I feel the call to intrepidly explore the mainland, risking the good, the bad and the ugly. I’ve been so caught up in giving attention to the creations, dynamics, opinions and activities at MU that I’ve gotten unbalanced it attending to what interests me.
Often words fail me and I live in a world of images while my biological agent lives in feelings, sensations and emotions.
Some words become sprinkled more liberally throughout our lives for a season and my human doesn’t question it much beyond simply being aware.
Several words were showing up in MU Talk during the last month; kerfuffle, utopia, chaos and roulette among others.
Wafting is the word that has arisen for me during the last month. When I write, it’s been a word that seems to fit in. I’m not even going to look up the meaning of wafting. (I’ve been known to use words incorrectly throughout my human life.)

== Record extracts ==
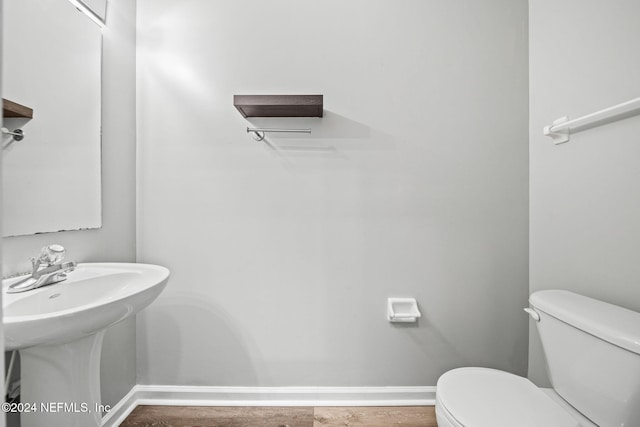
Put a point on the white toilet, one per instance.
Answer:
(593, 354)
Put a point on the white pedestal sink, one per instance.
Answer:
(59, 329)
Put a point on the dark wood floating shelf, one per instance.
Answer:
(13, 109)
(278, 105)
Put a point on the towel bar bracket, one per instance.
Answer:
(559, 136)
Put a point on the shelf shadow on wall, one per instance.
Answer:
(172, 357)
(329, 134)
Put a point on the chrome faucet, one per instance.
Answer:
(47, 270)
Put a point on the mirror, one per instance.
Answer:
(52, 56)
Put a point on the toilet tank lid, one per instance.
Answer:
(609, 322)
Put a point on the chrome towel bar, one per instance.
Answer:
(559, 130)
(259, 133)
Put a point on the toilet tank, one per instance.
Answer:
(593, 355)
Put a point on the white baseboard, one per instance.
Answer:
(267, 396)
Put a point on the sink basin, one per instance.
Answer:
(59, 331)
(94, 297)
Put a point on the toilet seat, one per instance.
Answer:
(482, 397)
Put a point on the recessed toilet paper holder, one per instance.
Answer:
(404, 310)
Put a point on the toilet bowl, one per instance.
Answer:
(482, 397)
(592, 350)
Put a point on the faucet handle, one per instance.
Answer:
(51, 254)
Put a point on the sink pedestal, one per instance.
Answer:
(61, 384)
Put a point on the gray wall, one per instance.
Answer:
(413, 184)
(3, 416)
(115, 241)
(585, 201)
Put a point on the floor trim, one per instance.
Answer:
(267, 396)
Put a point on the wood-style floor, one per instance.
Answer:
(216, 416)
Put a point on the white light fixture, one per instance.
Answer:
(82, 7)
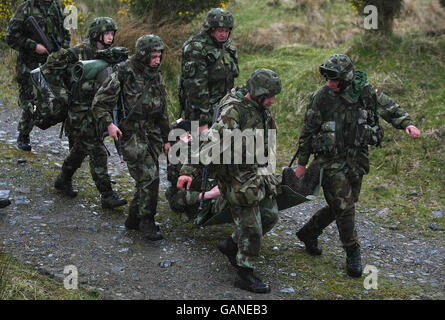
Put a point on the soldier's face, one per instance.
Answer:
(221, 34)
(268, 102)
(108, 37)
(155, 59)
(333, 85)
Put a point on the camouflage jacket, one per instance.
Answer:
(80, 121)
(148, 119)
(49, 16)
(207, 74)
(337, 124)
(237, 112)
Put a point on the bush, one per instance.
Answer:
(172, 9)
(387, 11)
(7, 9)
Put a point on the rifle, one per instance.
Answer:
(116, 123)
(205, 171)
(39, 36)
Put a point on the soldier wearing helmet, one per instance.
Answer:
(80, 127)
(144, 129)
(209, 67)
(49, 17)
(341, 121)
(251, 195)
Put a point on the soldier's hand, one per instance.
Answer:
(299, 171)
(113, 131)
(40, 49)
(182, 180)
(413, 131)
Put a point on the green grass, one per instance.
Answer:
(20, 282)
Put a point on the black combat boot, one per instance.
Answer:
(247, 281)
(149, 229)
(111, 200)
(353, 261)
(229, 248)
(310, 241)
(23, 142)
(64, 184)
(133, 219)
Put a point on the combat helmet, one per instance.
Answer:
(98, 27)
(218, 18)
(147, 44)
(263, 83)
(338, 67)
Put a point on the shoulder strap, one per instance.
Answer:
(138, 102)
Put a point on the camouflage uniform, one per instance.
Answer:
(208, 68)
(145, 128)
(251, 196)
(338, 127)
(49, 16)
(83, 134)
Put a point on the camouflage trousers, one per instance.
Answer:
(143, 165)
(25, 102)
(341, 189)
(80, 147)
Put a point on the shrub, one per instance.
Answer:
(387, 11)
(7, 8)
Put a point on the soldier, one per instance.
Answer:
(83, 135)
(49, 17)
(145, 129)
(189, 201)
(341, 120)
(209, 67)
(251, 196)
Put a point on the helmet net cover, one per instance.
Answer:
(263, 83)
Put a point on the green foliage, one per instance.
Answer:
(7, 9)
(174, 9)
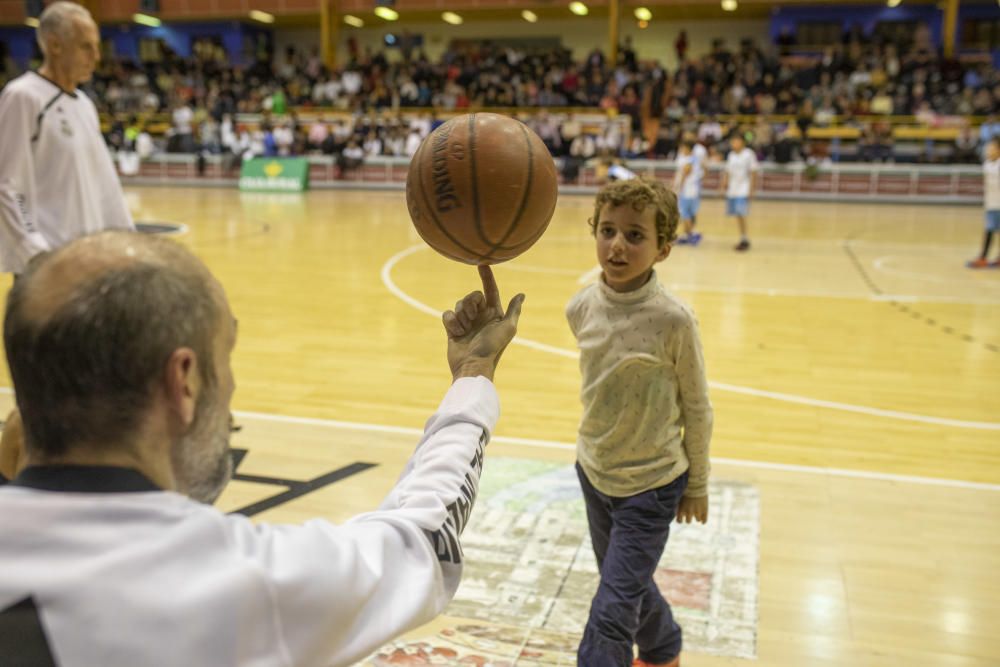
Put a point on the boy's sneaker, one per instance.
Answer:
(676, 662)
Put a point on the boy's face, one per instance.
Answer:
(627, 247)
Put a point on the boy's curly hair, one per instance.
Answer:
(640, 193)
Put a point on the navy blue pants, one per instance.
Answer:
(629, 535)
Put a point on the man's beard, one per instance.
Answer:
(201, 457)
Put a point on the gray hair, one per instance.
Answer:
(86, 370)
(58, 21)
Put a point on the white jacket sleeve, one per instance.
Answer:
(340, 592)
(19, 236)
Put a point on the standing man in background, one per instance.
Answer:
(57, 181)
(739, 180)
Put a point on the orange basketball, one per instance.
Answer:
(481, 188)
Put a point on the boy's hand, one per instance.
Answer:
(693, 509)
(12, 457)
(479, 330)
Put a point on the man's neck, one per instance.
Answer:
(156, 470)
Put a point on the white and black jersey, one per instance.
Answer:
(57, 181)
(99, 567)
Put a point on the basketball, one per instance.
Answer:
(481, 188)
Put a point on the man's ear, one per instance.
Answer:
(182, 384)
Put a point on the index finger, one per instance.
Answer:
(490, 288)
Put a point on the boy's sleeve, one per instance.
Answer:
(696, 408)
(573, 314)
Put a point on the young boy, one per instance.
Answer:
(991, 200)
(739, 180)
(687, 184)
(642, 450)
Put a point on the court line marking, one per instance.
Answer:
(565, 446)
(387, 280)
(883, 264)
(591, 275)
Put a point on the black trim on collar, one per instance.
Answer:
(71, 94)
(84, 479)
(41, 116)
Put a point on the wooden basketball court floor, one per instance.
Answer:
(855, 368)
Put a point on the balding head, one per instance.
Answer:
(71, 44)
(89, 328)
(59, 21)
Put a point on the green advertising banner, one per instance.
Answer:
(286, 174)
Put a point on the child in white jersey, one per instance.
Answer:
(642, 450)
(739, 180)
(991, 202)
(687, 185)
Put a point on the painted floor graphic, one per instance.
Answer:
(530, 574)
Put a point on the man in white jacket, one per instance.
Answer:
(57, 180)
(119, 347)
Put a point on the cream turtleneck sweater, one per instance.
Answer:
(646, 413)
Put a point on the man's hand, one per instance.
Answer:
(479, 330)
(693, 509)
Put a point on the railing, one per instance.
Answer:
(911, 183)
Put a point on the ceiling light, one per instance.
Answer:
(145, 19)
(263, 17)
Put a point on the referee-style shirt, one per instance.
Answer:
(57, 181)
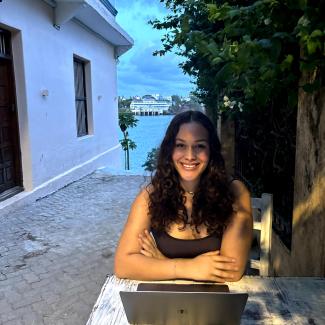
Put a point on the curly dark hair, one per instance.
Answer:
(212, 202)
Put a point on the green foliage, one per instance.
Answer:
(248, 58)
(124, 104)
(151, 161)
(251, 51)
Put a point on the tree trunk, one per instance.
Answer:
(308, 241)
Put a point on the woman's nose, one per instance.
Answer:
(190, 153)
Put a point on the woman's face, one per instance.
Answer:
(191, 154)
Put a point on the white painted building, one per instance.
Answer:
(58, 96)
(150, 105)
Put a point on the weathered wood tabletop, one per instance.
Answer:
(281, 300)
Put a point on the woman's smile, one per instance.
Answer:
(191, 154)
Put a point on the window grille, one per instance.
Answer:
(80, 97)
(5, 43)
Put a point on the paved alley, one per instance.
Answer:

== Task list ==
A. In the reflection on words, which words were showing up in MU Talk during the last month?
B. Copy the reflection on words from "I feel the call" to "simply being aware.".
C. What comes next in the reflection on words? Write it, starting after its final sentence.
The rows come from a separate source.

== Numbered answers ==
A. Kerfuffle, utopia, chaos and roulette, among others.

B.
I feel the call to intrepidly explore the mainland, risking the good, the bad and the ugly. I’ve been so caught up in giving attention to the creations, dynamics, opinions and activities at MU that I’ve gotten unbalanced it attending to what interests me.
Often words fail me and I live in a world of images while my biological agent lives in feelings, sensations and emotions.
Some words become sprinkled more liberally throughout our lives for a season and my human doesn’t question it much beyond simply being aware.

C.
I titled my abstract colored pencil drawing, “Wafting”, which I posted about last week. I’ve noticed it in things I’ve read including the last two novels.
Yes, part of my curriculum is to read whole books and most of the ones I’ve picked from the library I haven’t been able to finish. I like to read Walter Mosley and near the end of his novel Diablerie, he uses the word wafting. The book “Night Watch” by Linda Fairstein, which I’ve just finished, uses the word wafting as well.
It isn’t an unusual word at all but it leaps out at me and is staying with me. I’m not over thinking it; I need my bandwidth for my objectivity reality human life. But since I feel like I’m often about connections of seemingly unrelated stuff, like a river winding its way through the landscape leaving twigs, leaves and sediment deposits, I feel comfortable using this word wafting here and there like patches of fabric in a quilt.